#### Your objective
Set every record down verbatim and omit the pictures.

━━━━━ Excerpted records ━━━━━

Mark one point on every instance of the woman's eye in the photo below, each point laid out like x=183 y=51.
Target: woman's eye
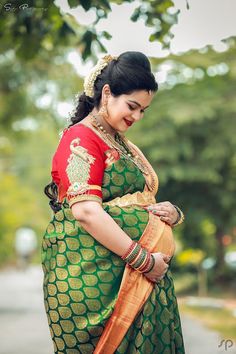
x=131 y=107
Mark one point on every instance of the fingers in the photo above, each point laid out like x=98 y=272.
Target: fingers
x=166 y=258
x=165 y=210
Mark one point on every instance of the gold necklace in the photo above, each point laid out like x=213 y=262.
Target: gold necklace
x=119 y=144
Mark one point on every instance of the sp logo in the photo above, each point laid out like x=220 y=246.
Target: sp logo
x=228 y=343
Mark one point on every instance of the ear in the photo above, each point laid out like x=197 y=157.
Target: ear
x=106 y=92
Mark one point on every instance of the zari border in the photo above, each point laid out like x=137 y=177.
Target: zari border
x=135 y=288
x=82 y=197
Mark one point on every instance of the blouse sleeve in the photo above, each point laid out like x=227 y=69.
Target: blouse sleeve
x=80 y=162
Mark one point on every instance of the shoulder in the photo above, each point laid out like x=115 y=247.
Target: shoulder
x=85 y=134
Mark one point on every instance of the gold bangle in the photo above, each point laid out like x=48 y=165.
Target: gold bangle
x=180 y=218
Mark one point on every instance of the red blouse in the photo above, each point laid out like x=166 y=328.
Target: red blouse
x=78 y=164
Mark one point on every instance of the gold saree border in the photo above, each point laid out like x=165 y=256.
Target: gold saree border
x=135 y=287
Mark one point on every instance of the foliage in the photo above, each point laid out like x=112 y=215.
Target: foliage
x=39 y=27
x=190 y=139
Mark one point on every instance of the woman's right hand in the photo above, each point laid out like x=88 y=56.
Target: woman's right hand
x=160 y=267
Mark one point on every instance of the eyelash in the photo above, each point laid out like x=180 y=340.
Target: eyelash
x=132 y=108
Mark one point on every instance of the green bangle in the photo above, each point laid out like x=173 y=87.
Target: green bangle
x=151 y=265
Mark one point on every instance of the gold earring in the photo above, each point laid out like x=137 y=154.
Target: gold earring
x=103 y=111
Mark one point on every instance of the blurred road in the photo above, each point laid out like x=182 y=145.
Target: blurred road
x=24 y=329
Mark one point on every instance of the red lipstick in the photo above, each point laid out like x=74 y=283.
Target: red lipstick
x=128 y=122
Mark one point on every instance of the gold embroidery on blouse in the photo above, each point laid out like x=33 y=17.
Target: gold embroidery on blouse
x=78 y=168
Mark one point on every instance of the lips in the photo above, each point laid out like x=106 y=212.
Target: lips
x=128 y=122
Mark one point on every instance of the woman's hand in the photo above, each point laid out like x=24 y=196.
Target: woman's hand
x=165 y=210
x=160 y=268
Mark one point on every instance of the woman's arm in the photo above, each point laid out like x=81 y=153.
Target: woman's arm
x=101 y=226
x=105 y=230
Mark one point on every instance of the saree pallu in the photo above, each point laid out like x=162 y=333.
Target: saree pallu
x=86 y=285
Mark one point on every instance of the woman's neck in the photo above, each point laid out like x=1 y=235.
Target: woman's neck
x=100 y=120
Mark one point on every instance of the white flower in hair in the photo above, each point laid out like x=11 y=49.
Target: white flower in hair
x=91 y=78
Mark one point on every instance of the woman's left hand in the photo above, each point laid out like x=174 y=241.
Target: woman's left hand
x=165 y=210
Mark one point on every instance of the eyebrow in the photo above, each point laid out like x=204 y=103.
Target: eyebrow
x=138 y=104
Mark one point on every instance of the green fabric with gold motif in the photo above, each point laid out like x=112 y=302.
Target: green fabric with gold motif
x=82 y=279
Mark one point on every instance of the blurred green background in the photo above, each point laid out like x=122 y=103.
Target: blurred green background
x=188 y=133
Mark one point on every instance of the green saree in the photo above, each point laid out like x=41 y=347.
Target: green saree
x=82 y=279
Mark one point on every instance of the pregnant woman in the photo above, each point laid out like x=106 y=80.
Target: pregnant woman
x=107 y=250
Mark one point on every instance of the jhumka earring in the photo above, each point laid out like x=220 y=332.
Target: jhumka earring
x=103 y=111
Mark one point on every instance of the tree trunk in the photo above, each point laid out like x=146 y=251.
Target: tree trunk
x=220 y=254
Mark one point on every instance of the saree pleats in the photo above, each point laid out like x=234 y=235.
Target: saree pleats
x=83 y=279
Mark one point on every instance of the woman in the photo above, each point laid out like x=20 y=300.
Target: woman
x=106 y=252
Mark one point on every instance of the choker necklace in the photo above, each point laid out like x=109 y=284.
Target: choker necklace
x=119 y=143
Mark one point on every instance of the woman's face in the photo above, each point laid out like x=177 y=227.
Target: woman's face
x=125 y=110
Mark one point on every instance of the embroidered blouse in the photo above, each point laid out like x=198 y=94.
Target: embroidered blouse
x=78 y=164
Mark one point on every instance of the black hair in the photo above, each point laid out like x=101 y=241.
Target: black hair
x=131 y=71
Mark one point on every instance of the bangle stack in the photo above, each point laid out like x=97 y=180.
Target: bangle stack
x=180 y=218
x=139 y=258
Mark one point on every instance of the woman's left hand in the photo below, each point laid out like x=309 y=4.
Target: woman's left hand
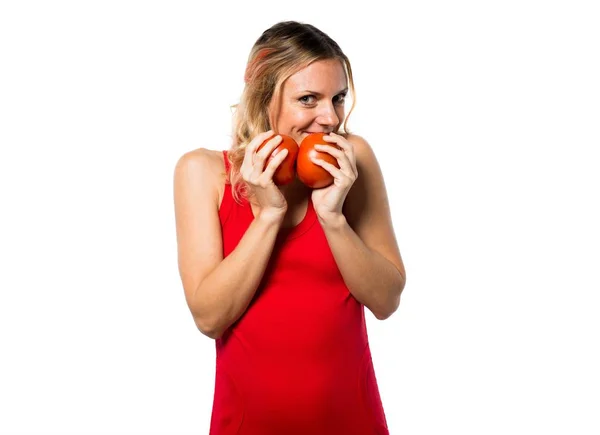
x=328 y=201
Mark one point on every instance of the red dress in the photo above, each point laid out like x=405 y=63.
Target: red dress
x=298 y=360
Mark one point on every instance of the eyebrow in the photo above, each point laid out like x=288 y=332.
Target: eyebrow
x=320 y=94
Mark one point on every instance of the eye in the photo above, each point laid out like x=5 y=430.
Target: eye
x=303 y=99
x=340 y=99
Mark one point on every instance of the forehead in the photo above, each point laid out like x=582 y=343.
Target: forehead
x=324 y=76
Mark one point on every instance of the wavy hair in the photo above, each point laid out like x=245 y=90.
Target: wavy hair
x=281 y=51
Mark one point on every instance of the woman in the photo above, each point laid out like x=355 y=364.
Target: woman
x=279 y=275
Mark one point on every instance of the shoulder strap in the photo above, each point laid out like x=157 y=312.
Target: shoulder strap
x=226 y=161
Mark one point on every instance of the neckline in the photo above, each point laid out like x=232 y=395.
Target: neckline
x=310 y=217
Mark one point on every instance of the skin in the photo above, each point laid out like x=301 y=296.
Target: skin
x=312 y=101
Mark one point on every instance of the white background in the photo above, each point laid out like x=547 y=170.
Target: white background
x=484 y=117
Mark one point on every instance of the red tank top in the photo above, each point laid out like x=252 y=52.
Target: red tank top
x=298 y=360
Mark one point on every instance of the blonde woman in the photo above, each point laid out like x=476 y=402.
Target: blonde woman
x=279 y=275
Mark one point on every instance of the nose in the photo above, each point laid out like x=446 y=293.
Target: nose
x=328 y=117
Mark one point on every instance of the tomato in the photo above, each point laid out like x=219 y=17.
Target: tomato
x=286 y=171
x=310 y=174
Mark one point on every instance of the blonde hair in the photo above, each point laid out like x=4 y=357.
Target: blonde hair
x=281 y=51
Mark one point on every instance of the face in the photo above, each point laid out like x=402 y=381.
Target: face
x=312 y=100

━━━━━

#### Exercise output
Mark one point on every instance of the woman's eye in the photo below, each point laid out like x=183 y=51.
Target: woman's eye
x=131 y=107
Mark one point on every instance of the fingers in the photo above, each point laid out like x=98 y=272.
Target: fingers
x=166 y=258
x=165 y=210
Mark one point on every instance of the gold necklace in the photo above, each point laid out like x=213 y=262.
Target: gold necklace
x=119 y=144
Mark one point on every instance of the sp logo in the photo above, each point laid out like x=220 y=246.
Target: sp logo
x=228 y=343
Mark one point on every instance of the ear in the photo above, each point laid out like x=197 y=157.
Target: ear
x=106 y=92
Mark one point on every instance of the zari border in the photo above, each point laid out like x=137 y=177.
Target: zari border
x=135 y=288
x=82 y=197
Mark one point on every instance of the blouse sleeve in the photo above, each point laid out like x=227 y=69.
Target: blouse sleeve
x=80 y=162
Mark one point on every instance of the shoulder in the photo above, each point laid out like x=115 y=247.
Target: shoulder
x=85 y=134
Mark one point on every instance of the gold bangle in the photo above, each point laid out like x=48 y=165.
Target: gold bangle
x=180 y=218
Mark one point on every instance of the red blouse in the photo above, each point laid out like x=166 y=328.
Target: red blouse
x=78 y=164
Mark one point on every instance of the gold saree border in the photo above, each point laid out like x=165 y=256.
Target: gold saree border
x=135 y=287
Mark one point on every instance of the foliage in the photo above, each point laid out like x=112 y=215.
Target: foliage
x=39 y=27
x=190 y=139
Mark one point on every instance of the woman's right hand in the photo above, each point laid out like x=88 y=56.
Target: woman's right hand
x=160 y=267
Mark one point on every instance of the eyelash in the photo above, each point laid out like x=180 y=340.
Target: eyelash
x=132 y=108
Mark one point on every instance of the green bangle in the photo above, each point laid out like x=173 y=87.
Target: green bangle
x=151 y=265
Mark one point on every instance of the gold earring in the photo above, each point laid out like x=137 y=154.
Target: gold earring
x=103 y=111
Mark one point on every instance of the blurred road in the photo above, each point laid out like x=182 y=145.
Target: blurred road
x=24 y=329
Mark one point on every instance of the red lipstick in the photo above, each point laid out like x=74 y=283.
Target: red lipstick
x=128 y=122
Mark one point on every instance of the gold embroidery on blouse in the photo above, each point laid out like x=33 y=17.
Target: gold embroidery on blouse
x=78 y=168
Mark one point on every instance of the lips in the photo above, each point laid out like x=106 y=212.
Target: lips
x=128 y=122
Mark one point on every instance of the woman's hand in the photo above, each point laid out like x=24 y=196.
Target: woman's hand
x=165 y=210
x=160 y=268
Mark one point on every instance of the woman's arm in the photo above, each point laid out like x=81 y=153.
Target: woman's arm
x=101 y=226
x=105 y=230
Mark one point on every instance of the saree pallu in the photo above, each point laid out like x=162 y=333.
Target: saree pallu
x=86 y=285
Mark one point on every instance of the woman's neck in the photo above, each point laid out like x=1 y=235.
Target: woman's neck
x=100 y=120
Mark one point on every instance of the white flower in hair in the photo above, each point laid out like x=11 y=49.
Target: white flower in hair
x=91 y=78
Mark one point on every instance of the woman's left hand in the photo above, each point laid out like x=174 y=241.
Target: woman's left hand
x=165 y=210
Mark one point on every instance of the eyebrow in the photo above, each point laid out like x=204 y=103.
Target: eyebrow
x=138 y=104
Mark one point on every instance of the green fabric with gold motif in the photo above, each point laid out like x=112 y=302.
Target: green fabric with gold motif
x=82 y=279
Mark one point on every instance of the blurred green background in the photo above, each point laid out like x=122 y=103.
Target: blurred green background
x=188 y=133
Mark one point on every instance of the green saree in the photo above, each point laid out like x=41 y=347.
Target: green saree
x=82 y=279
Mark one point on every instance of the pregnant woman in the photo above, each point laid out like x=106 y=80.
Target: pregnant woman
x=107 y=250
Mark one point on every instance of the jhumka earring in the photo above, each point laid out like x=220 y=332.
Target: jhumka earring
x=103 y=111
Mark one point on every instance of the tree trunk in the photo above, each point laid out like x=146 y=251.
Target: tree trunk
x=220 y=254
Mark one point on every instance of the saree pleats in the photo above, each point laid out like x=234 y=235.
Target: saree pleats
x=83 y=279
Mark one point on every instance of the woman in the photo above, each point laid out like x=20 y=300.
Target: woman
x=106 y=252
Mark one point on every instance of the choker necklace in the photo above, each point laid out like x=109 y=284.
Target: choker necklace
x=119 y=143
Mark one point on every instance of the woman's face in the photo above, each point laid out like x=177 y=227.
Target: woman's face
x=125 y=110
Mark one point on every instance of the embroidered blouse in the photo above, each point laid out like x=198 y=94.
Target: embroidered blouse
x=78 y=164
Mark one point on every instance of the black hair in the photo above, each point laid out like x=101 y=241.
Target: black hair
x=131 y=71
Mark one point on every instance of the bangle stack in the photo above, each point laid out like x=97 y=180.
Target: bangle stack
x=180 y=218
x=139 y=258
Mark one point on every instance of the woman's left hand in the photo below, each point laid out like x=309 y=4.
Target: woman's left hand
x=328 y=201
Mark one point on every instance of the red dress in the photo above, each point laid out like x=405 y=63.
Target: red dress
x=298 y=360
Mark one point on every instance of the eyebrow in the photo above, each point laid out like x=288 y=332.
Target: eyebrow
x=320 y=94
Mark one point on every instance of the eye in the photo above, each point laid out like x=5 y=430.
Target: eye
x=303 y=99
x=340 y=99
Mark one point on every instance of the forehead in the photo above, each point laid out like x=582 y=343.
Target: forehead
x=324 y=76
Mark one point on every instance of the wavy hair in the photo above, each point laid out like x=245 y=90.
Target: wavy hair
x=281 y=51
Mark one point on every instance of the woman in the photo above, each point laid out like x=355 y=364.
Target: woman
x=279 y=275
Mark one point on every instance of the shoulder strap in the photo above, each point laid out like x=157 y=312.
Target: shoulder strap
x=226 y=161
Mark one point on every instance of the neckline in the photo above, each point laid out like x=232 y=395.
Target: neckline
x=310 y=217
Mark one point on every instance of the skin in the photo above, each point laid out like x=301 y=296.
Target: skin
x=312 y=101
Mark one point on every instance of the white background in the photo above, each point laid out like x=547 y=170.
Target: white background
x=484 y=117
Mark one point on every instance of the red tank top in the photo above, each point laid out like x=252 y=52.
Target: red tank top
x=298 y=360
Mark one point on every instance of the blonde woman in the photo above, each point laid out like x=476 y=402.
Target: blonde woman
x=279 y=275
Mark one point on every instance of the nose in the photo above, each point laid out like x=446 y=293.
Target: nose
x=328 y=117
Mark one point on every instance of the tomato in the photo above, each point laid out like x=219 y=17.
Target: tomato
x=286 y=171
x=310 y=174
Mark one point on every instance of the blonde hair in the photo above, each point laid out like x=4 y=357.
Target: blonde hair
x=281 y=51
Mark one point on every instance of the face in the photo above, each point laid out like x=402 y=381.
Target: face
x=312 y=100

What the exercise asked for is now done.